Problem: Given the listing below, reproduce all of it exactly.

Excerpted records:
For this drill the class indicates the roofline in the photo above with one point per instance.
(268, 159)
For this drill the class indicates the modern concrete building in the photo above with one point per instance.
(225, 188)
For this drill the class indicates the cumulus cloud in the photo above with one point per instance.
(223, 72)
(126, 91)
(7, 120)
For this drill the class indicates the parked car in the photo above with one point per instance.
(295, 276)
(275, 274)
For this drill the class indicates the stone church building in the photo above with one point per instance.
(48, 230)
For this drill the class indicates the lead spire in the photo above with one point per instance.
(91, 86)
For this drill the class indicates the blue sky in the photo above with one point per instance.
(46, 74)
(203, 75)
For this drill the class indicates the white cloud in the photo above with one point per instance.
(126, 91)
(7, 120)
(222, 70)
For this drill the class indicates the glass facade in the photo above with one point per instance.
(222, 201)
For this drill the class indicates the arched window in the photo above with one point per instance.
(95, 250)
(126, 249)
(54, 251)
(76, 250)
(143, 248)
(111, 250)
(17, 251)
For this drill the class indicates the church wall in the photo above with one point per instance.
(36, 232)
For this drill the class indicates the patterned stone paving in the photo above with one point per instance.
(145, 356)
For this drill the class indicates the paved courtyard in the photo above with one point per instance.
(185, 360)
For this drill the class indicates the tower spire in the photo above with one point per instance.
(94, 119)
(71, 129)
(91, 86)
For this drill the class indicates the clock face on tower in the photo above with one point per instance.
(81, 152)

Written reply:
For this drill the class indicates the roofline in the photo above with one point per instance.
(268, 159)
For this drill the class indicates the modern concrete building in the photo above with one point per instance.
(225, 188)
For this drill the class indicates the cumulus cloud in the photo above with one point per instance.
(223, 72)
(126, 91)
(7, 120)
For this drill the class indicates the parked car in the photo above with one point per instance.
(295, 276)
(275, 274)
For this drill the class indicates the stone church building in the photo above with one point per instance.
(48, 230)
For this drill the class indicates the lead spire in the photo above with one point per instance.
(91, 86)
For this drill the class indicates the blue sky in the photo above with one point per instance.
(46, 74)
(203, 75)
For this drill the class indicates the white cloud in the photo above with one point per instance.
(126, 91)
(7, 120)
(222, 70)
For this drill the class indicates the glass facade in the photo above with one point per instance.
(222, 201)
For this drill the class indicates the arched window in the photo above with one point per instance.
(95, 250)
(126, 249)
(54, 251)
(76, 250)
(143, 248)
(111, 250)
(17, 251)
For this drill the class indicates the church wall in the photo above with one point per instance.
(36, 232)
For this drill the class indicates the patterned stone paving in the photo above with one point per instance.
(145, 356)
For this drill the class indicates the paved courtyard in the photo above with one point per instance.
(185, 360)
For this drill the class indicates the tower spire in the photo above with one point per instance.
(94, 119)
(71, 129)
(91, 86)
For this drill the class indicates the clock face on tower in the photo above with one point per instance.
(81, 152)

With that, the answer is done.